**The exercise**
Rewrite the stretch from the line containing "Q: Locate the gold" through the end of the records below, requests included, adding -48 to every x and y coordinate in the answers. Leave the requests and their sample points unchanged.

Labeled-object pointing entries
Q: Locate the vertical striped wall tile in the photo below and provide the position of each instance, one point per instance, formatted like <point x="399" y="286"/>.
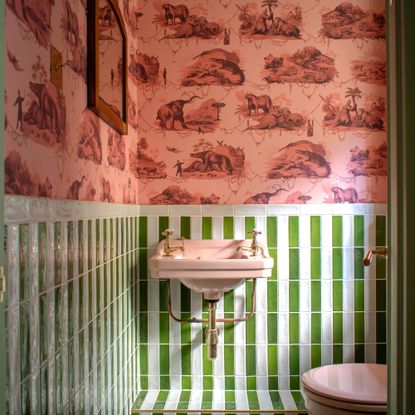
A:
<point x="72" y="293"/>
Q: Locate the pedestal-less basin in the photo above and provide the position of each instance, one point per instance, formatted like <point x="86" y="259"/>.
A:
<point x="211" y="267"/>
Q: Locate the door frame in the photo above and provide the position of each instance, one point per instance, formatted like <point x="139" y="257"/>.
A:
<point x="401" y="281"/>
<point x="3" y="354"/>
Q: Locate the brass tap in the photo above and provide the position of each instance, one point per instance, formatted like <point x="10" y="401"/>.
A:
<point x="168" y="249"/>
<point x="371" y="253"/>
<point x="254" y="248"/>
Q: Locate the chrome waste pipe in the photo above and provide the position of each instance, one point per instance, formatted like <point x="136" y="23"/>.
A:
<point x="212" y="332"/>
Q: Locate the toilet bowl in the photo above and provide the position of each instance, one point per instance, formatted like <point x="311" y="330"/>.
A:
<point x="346" y="389"/>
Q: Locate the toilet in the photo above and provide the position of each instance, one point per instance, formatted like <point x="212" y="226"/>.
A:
<point x="346" y="389"/>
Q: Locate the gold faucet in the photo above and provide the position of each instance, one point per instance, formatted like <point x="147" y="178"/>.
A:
<point x="254" y="248"/>
<point x="168" y="249"/>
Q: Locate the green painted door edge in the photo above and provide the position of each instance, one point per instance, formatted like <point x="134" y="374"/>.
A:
<point x="3" y="354"/>
<point x="401" y="281"/>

**Answer to this problem**
Q: Locate the gold faucet in the photo above and provide the position of each instance, one point per instance, formatted like <point x="147" y="178"/>.
A:
<point x="206" y="200"/>
<point x="120" y="201"/>
Q: Locate the green painted door edge in the photo above and provide the position of each instance, one point per instance, formatted like <point x="134" y="374"/>.
A:
<point x="-45" y="306"/>
<point x="353" y="233"/>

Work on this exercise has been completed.